WRITTEN PROBLEM: In the entries below, list every line that contains the word "pole".

TASK DATA:
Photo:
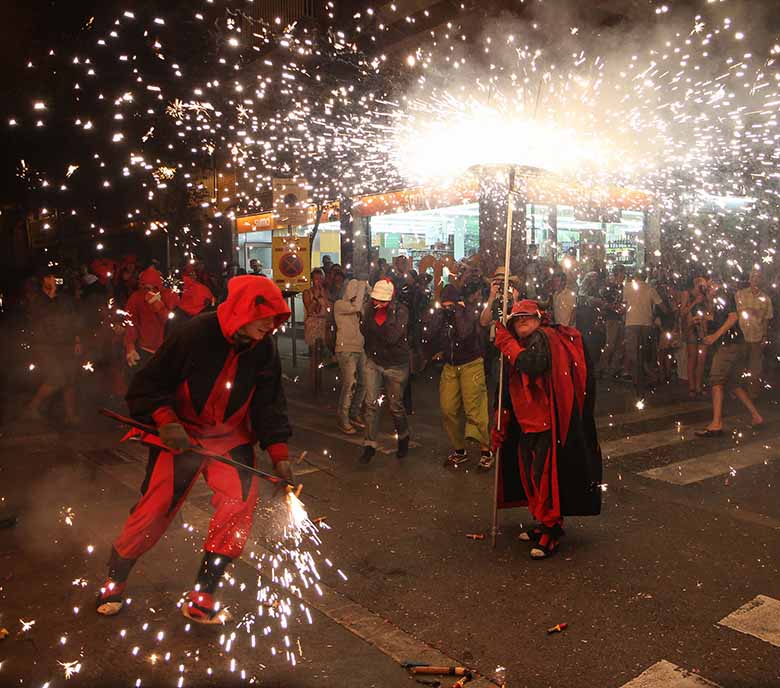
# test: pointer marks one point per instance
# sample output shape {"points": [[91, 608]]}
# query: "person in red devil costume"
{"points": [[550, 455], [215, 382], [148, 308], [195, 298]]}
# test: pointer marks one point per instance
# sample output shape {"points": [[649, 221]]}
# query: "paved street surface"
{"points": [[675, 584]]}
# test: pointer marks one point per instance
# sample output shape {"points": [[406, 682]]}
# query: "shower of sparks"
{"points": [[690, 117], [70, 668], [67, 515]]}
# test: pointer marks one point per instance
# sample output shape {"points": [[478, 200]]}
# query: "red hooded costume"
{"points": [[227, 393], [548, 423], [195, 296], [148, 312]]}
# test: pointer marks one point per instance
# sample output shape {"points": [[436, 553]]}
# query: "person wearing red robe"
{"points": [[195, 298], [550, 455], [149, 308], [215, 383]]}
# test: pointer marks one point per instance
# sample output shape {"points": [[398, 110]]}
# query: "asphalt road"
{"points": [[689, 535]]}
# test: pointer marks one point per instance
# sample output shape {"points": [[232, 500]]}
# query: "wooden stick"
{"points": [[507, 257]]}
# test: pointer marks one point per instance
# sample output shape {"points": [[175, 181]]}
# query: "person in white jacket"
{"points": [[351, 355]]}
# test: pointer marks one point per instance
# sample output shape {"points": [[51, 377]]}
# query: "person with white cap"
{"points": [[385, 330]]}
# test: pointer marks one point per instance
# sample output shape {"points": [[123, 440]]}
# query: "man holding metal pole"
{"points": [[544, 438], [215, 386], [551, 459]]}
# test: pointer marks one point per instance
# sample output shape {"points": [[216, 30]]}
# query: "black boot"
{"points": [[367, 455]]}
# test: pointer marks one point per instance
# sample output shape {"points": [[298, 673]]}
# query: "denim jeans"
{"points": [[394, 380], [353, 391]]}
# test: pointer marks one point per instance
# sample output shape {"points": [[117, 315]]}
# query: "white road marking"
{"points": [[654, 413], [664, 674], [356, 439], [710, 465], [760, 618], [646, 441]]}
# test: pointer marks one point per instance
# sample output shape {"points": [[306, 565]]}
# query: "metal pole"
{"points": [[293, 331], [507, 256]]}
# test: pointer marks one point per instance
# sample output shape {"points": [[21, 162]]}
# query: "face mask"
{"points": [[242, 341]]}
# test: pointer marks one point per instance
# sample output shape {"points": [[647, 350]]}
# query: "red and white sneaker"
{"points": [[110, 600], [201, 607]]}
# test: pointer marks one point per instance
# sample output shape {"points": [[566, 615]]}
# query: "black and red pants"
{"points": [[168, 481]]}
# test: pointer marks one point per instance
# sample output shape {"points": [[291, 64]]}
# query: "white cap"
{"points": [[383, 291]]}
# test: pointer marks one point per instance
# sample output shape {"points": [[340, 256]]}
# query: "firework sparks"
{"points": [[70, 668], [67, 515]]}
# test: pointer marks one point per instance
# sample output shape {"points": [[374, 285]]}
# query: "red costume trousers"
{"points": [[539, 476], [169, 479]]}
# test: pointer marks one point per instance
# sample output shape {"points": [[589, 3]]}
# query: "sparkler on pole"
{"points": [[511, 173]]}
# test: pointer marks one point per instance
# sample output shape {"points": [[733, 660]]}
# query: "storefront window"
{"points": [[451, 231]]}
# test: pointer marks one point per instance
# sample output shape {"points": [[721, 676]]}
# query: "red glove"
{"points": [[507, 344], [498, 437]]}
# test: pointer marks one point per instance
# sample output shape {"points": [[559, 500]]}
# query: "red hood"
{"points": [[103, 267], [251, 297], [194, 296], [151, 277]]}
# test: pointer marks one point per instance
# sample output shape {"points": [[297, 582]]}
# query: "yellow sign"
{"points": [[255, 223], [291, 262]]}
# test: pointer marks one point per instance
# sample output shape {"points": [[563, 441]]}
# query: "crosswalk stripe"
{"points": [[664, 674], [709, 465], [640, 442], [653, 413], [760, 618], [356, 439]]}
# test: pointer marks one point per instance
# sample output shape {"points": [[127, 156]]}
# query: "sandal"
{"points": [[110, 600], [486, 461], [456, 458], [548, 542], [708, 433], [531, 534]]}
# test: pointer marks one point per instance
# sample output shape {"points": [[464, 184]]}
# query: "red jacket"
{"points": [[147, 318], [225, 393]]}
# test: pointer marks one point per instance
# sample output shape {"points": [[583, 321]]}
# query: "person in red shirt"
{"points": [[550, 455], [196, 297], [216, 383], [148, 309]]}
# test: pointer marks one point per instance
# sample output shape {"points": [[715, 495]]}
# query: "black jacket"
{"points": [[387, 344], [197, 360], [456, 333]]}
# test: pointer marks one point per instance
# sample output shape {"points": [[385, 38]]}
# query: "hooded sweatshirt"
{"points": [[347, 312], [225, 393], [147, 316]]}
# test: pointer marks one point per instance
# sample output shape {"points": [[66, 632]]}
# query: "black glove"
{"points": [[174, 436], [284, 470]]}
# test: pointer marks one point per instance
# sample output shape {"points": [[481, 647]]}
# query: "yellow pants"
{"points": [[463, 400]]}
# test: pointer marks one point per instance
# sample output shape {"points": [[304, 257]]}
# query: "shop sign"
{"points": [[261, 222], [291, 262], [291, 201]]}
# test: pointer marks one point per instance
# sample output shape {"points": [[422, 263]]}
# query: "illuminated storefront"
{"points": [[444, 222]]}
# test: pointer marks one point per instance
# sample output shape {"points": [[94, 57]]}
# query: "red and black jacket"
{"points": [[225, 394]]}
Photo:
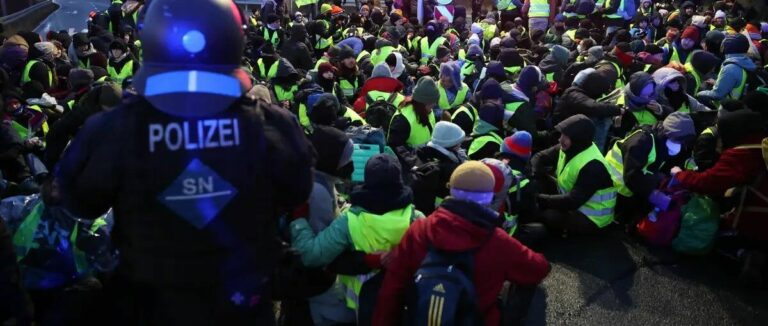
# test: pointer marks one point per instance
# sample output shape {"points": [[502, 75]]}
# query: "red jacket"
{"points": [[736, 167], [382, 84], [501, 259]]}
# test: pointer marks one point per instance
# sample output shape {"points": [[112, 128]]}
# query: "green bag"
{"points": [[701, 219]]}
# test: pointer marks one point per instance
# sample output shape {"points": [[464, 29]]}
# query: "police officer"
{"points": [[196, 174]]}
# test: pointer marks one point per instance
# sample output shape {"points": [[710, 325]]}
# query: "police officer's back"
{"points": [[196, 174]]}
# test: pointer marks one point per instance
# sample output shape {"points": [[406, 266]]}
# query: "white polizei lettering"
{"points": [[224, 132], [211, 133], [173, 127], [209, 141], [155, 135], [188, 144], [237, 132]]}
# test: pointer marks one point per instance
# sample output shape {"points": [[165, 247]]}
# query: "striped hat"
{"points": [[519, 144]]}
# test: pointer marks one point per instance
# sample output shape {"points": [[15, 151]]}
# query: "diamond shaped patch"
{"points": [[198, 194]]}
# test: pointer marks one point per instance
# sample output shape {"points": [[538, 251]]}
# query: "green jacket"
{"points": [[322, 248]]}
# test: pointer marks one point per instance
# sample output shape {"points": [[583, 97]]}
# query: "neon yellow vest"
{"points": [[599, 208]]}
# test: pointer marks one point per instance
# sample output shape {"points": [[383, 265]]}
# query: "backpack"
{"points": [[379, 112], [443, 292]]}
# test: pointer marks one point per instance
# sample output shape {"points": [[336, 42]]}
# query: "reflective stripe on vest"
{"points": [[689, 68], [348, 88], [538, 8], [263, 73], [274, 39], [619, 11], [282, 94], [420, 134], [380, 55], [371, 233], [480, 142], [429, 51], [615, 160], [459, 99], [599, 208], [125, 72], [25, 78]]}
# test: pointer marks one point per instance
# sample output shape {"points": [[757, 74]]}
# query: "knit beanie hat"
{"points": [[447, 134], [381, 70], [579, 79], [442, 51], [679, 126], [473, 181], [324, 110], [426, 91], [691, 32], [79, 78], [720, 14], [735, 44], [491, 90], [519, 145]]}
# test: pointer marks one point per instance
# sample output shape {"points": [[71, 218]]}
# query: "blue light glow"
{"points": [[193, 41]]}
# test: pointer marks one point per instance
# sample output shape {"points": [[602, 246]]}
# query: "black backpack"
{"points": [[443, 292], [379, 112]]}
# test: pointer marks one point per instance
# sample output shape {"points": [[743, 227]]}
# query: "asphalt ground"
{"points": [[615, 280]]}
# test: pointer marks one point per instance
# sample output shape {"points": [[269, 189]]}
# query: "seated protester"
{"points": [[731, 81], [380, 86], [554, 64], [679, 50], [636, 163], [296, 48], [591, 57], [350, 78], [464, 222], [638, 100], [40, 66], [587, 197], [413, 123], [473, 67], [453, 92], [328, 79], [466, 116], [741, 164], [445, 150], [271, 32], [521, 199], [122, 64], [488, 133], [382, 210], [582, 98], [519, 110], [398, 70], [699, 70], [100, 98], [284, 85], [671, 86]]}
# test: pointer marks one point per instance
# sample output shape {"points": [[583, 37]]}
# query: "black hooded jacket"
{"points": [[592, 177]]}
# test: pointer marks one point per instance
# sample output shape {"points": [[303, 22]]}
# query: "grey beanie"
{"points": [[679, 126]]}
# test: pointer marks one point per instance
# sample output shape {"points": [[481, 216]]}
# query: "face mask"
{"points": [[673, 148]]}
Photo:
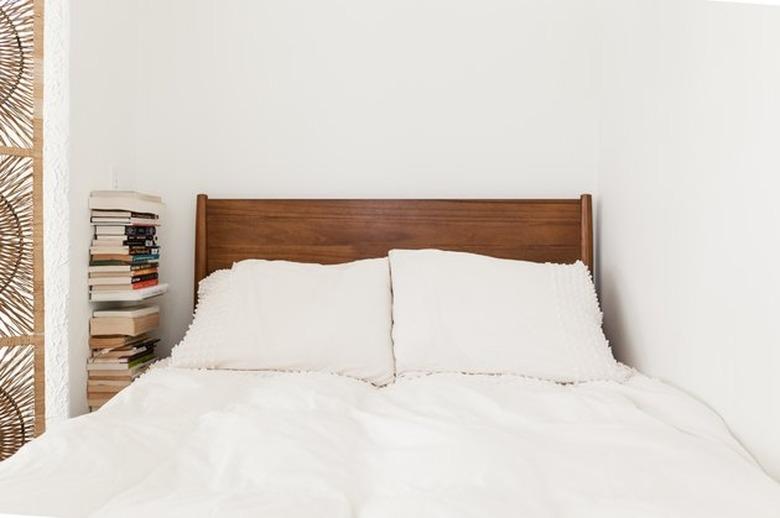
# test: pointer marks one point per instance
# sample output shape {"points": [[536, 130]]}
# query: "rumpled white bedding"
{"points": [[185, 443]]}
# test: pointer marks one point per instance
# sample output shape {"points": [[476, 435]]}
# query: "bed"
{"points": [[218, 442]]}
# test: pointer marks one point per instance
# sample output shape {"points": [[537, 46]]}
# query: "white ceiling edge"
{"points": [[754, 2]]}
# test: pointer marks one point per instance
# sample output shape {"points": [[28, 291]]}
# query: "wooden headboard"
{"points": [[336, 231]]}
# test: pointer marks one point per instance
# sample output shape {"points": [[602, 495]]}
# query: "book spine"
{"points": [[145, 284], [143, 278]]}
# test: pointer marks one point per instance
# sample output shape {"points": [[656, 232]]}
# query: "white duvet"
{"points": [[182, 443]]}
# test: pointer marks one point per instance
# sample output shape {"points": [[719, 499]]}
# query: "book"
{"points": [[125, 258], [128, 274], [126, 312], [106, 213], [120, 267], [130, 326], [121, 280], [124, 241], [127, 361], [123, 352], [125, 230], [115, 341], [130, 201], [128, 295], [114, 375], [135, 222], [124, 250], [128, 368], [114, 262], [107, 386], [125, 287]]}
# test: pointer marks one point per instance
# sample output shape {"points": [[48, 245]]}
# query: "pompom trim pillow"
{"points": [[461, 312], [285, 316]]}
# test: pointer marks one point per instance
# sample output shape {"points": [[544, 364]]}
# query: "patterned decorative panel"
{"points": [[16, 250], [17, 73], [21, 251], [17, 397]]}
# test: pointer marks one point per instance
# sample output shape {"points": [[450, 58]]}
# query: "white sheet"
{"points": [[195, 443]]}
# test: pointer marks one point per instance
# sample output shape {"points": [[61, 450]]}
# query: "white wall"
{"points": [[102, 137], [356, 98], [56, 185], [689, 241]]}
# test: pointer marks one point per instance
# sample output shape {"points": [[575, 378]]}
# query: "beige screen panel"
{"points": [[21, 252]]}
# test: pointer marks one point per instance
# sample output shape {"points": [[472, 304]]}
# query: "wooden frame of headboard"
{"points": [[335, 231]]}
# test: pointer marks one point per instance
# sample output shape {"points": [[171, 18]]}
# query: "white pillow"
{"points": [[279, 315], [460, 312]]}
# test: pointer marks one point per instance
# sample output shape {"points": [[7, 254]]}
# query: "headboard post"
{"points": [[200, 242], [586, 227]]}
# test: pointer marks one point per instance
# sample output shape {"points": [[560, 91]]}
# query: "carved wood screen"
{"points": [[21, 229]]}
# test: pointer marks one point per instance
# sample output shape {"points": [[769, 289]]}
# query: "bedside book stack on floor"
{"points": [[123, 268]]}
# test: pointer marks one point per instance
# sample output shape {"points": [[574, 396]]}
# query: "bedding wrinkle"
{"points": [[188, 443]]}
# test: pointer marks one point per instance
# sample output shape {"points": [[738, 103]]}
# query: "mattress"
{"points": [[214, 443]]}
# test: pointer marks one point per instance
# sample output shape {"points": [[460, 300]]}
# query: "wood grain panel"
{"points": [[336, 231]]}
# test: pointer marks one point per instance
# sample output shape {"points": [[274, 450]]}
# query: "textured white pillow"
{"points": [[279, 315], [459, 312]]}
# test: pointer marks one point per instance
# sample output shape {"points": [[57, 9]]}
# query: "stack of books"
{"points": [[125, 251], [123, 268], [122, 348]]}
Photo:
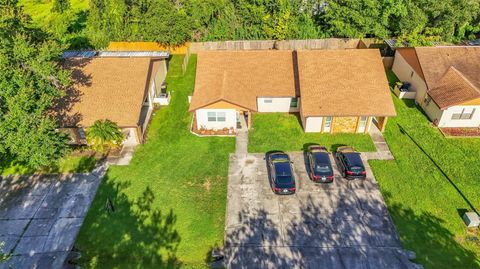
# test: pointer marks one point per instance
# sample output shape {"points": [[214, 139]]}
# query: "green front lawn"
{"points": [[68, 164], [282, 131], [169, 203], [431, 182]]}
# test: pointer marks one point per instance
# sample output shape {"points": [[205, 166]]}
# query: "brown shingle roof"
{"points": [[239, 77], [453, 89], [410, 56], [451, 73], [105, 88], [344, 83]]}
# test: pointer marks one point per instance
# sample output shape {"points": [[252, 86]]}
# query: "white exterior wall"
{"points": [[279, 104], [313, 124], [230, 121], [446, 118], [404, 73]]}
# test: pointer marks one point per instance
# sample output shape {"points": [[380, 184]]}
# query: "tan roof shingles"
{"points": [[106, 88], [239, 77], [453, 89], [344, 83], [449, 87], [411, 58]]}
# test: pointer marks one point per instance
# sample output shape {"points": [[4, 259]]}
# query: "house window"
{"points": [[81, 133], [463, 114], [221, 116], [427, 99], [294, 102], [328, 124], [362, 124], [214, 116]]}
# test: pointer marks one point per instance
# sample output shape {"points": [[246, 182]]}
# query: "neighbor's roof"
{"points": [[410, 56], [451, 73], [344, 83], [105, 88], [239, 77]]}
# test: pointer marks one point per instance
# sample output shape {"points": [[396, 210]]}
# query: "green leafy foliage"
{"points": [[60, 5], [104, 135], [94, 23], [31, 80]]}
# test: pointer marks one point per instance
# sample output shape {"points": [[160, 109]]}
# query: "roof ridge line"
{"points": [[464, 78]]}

REPLY:
# query: "man holding metal pole"
# query: "metal pole"
# query: "sparkler on pole"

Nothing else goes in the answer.